Requirements
#1 According to the AMD Naples article, how many threads can a single Naples processor run?
#2 List every date in the AMD Naples article that is given as a month and year or as a quarter and year.
#3 Rewrite the AMD Naples article between "AMD was clear" and "in Q2 2017.", inclusive, changing "servers" to "systems".

Excerpt provided
* start *

At the AMD Zen microarchitecture announcement event yesterday, the lid was lifted on some of the details of AMD’s server platform. The 32-core CPU, codename Naples, will feature simultaneous multithreading similar to the desktop platform we wrote about earlier, allowing for 64 threads per processor. Thus, in a dual socket system, up to 128 threads will be available. These development systems are currently in the hands of select AMD partners for qualification and development.

AMD was clear that we will expect to hear more over the coming months (SuperComputing 2016 is in November 2016, International SuperComputing is in June 2017) with a current schedule to start providing servers in Q2 2017.

 

Analysing AMD’s 2P Motherboard

AMD showed off a dual socket development motherboard, with two large AMD sockets using eight phase power for each socket as well as eight DDR4 memory slots.

* end *

Data

* start *

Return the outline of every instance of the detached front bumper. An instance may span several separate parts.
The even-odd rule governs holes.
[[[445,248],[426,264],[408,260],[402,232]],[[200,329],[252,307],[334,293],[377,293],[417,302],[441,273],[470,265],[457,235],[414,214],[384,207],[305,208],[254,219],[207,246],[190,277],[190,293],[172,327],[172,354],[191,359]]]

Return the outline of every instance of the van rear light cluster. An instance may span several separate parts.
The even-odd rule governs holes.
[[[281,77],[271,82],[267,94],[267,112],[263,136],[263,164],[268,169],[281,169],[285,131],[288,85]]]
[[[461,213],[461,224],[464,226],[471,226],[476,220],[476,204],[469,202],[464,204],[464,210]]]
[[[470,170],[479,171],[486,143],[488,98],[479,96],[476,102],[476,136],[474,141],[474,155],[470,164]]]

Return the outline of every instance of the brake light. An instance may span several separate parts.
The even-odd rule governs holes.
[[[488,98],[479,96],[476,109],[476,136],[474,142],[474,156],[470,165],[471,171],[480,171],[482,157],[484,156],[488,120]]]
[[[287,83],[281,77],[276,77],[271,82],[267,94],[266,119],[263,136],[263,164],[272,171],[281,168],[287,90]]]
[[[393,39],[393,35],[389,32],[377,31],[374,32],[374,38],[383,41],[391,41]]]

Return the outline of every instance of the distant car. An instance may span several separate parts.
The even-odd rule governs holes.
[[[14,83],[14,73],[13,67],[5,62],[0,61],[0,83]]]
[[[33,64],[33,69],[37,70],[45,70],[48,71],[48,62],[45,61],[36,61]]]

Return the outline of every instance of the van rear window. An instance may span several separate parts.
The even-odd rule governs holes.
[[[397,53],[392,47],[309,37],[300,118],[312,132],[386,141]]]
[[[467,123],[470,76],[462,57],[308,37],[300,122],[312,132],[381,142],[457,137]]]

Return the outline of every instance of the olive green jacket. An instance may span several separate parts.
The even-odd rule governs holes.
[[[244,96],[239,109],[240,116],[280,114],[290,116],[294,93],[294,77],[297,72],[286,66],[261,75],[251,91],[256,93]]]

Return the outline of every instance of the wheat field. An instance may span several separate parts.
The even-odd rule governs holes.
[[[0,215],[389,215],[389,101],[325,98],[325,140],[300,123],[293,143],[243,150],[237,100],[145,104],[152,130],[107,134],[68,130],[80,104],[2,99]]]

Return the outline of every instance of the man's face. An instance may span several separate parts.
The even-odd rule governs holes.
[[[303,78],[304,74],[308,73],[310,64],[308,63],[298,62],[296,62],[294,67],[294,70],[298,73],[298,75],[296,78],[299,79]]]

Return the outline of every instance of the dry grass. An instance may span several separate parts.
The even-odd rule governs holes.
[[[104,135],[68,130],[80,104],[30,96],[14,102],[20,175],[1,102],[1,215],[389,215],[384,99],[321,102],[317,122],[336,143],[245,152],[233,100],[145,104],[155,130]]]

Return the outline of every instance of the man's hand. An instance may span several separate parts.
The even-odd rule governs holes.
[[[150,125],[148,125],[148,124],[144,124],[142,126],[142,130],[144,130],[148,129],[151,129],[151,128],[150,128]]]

* end *

Replies
#1 64 threads.

#2 November 2016, June 2017, Q2 2017

#3
AMD was clear that we will expect to hear more over the coming months (SuperComputing 2016 is in November 2016, International SuperComputing is in June 2017) with a current schedule to start providing systems in Q2 2017.